(Natural-language object grounding data)

- - - - -

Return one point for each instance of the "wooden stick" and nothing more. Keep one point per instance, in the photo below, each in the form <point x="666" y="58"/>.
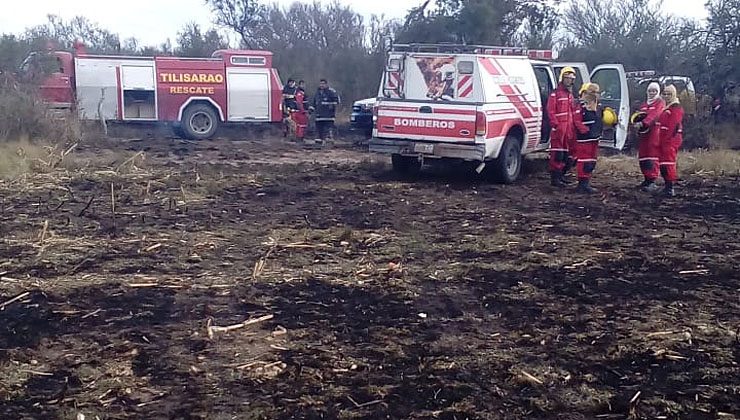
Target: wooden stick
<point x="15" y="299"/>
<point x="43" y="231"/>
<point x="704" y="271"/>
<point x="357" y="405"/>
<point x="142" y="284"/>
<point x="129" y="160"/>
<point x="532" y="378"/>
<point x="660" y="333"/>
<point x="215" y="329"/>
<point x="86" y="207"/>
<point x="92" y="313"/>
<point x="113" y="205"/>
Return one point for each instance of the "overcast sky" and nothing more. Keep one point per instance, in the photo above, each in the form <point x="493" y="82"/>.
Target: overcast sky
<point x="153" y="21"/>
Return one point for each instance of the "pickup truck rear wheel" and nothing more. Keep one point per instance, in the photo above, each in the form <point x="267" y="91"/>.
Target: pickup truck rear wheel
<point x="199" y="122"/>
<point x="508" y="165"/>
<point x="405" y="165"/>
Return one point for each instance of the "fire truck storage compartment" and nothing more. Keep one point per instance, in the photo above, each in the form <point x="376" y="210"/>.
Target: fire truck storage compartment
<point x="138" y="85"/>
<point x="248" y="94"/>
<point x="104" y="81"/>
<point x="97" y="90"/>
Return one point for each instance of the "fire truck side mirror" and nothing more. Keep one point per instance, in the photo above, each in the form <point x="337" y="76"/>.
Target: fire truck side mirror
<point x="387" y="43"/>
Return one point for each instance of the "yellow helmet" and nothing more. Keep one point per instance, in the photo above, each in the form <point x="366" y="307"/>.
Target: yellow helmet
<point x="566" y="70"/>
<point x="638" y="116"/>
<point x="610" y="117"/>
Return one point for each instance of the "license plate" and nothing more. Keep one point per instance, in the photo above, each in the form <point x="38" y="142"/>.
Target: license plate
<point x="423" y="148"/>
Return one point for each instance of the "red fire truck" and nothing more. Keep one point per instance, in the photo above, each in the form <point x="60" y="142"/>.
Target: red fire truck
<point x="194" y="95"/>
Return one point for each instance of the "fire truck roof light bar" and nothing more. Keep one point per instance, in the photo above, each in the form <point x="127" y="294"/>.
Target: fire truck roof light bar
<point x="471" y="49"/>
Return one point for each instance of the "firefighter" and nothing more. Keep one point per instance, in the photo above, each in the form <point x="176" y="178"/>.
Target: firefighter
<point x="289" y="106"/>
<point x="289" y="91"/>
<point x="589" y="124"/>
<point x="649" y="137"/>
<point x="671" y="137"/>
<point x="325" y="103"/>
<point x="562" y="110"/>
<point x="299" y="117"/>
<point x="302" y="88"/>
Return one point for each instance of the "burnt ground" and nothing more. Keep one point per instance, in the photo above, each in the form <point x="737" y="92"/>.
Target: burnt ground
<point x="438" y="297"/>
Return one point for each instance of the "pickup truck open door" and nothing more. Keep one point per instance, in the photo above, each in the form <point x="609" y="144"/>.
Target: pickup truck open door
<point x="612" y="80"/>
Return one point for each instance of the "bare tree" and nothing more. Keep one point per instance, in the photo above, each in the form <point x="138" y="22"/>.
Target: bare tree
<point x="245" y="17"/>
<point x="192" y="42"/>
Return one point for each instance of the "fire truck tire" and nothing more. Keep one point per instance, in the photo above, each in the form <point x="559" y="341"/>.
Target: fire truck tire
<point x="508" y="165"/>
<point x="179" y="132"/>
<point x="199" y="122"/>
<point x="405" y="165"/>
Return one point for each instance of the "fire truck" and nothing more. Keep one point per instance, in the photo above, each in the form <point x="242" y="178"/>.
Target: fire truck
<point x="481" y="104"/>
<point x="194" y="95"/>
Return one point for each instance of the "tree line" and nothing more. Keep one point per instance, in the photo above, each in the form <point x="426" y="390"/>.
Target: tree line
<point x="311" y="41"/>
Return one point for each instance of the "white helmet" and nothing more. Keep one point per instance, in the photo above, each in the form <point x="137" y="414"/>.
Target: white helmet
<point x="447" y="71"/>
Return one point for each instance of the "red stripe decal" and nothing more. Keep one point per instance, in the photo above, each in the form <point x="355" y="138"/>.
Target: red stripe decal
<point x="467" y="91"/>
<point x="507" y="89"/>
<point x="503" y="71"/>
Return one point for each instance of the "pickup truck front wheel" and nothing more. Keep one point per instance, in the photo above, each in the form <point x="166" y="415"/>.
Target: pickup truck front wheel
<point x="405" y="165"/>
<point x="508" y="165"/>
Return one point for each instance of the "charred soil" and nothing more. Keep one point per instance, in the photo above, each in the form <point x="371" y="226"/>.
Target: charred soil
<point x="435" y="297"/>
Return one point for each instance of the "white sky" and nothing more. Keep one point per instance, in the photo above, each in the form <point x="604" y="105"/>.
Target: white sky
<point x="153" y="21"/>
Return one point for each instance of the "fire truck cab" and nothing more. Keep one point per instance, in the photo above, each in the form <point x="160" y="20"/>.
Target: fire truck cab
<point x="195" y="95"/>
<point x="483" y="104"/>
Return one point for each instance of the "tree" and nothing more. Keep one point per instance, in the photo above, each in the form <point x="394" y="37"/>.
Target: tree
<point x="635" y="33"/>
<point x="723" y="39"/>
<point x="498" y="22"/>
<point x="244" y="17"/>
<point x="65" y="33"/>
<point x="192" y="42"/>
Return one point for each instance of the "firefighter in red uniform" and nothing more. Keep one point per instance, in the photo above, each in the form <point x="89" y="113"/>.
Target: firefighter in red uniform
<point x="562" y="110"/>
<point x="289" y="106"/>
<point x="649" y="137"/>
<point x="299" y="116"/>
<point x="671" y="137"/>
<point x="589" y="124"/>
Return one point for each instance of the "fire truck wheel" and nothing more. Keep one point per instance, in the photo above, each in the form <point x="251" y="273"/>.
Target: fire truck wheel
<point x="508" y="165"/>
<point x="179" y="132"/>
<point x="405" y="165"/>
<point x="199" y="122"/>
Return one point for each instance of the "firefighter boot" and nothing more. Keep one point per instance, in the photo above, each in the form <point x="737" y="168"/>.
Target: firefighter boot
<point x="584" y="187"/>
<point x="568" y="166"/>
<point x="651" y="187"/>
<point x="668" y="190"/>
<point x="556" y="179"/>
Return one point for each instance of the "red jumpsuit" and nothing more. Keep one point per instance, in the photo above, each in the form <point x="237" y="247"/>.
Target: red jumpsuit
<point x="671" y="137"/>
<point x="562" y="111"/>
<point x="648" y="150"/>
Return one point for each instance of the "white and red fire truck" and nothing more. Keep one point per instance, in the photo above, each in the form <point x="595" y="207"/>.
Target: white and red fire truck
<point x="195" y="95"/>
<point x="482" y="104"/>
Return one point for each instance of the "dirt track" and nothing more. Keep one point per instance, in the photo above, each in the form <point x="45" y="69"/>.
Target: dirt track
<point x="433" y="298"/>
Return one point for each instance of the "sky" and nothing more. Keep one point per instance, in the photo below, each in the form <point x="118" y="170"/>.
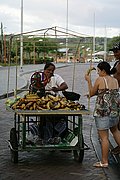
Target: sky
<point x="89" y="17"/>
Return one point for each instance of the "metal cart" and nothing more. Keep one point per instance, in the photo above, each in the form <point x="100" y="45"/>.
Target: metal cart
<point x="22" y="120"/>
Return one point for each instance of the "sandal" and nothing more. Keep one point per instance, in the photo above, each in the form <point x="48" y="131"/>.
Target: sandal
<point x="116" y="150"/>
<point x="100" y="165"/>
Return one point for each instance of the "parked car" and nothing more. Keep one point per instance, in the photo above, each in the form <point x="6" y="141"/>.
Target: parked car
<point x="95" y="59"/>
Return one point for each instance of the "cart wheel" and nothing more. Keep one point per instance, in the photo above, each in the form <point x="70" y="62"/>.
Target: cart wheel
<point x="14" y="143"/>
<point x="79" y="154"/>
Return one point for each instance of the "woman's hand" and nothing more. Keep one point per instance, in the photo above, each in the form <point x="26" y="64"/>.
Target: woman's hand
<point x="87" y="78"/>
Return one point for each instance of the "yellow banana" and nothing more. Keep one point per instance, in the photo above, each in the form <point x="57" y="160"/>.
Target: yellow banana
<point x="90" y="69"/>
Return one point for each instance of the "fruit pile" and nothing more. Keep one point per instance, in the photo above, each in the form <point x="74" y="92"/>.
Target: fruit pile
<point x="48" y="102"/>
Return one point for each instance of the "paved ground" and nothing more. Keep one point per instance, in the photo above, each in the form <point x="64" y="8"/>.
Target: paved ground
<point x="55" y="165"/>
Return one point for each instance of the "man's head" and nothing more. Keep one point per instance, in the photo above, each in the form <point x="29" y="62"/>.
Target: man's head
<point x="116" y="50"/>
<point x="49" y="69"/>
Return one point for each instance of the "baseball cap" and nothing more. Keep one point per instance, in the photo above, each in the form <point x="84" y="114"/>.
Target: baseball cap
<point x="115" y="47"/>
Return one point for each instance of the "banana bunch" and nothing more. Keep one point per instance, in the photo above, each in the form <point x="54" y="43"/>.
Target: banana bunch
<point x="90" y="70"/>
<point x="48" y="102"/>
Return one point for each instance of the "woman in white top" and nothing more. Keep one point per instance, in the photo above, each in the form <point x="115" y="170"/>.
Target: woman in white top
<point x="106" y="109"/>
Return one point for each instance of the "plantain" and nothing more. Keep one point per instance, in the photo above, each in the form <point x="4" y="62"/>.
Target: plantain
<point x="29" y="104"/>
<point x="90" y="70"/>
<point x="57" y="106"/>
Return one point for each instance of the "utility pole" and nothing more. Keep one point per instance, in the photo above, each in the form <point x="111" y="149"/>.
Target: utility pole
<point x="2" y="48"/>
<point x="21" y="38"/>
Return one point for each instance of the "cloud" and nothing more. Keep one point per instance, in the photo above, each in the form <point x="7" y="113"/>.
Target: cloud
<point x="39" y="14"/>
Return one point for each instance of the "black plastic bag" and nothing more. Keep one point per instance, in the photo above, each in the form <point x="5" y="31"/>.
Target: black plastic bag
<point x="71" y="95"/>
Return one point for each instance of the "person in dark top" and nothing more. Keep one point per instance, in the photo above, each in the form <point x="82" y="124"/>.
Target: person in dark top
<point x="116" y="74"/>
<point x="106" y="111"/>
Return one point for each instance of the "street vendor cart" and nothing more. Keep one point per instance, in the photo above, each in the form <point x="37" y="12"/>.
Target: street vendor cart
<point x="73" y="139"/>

- - - - -

▶ [What you are asked to do]: Which lines of the data contain the word "below"? Copy each one.

▶ [Answer space]:
Return one point for each instance of the "wooden stick" and nothing more. Keep one point per instance, in the photo below, each in the form <point x="666" y="58"/>.
Return one point for each instance of the "sky" and nothing more. Keep one point per instance, in the photo below, each in the form <point x="118" y="170"/>.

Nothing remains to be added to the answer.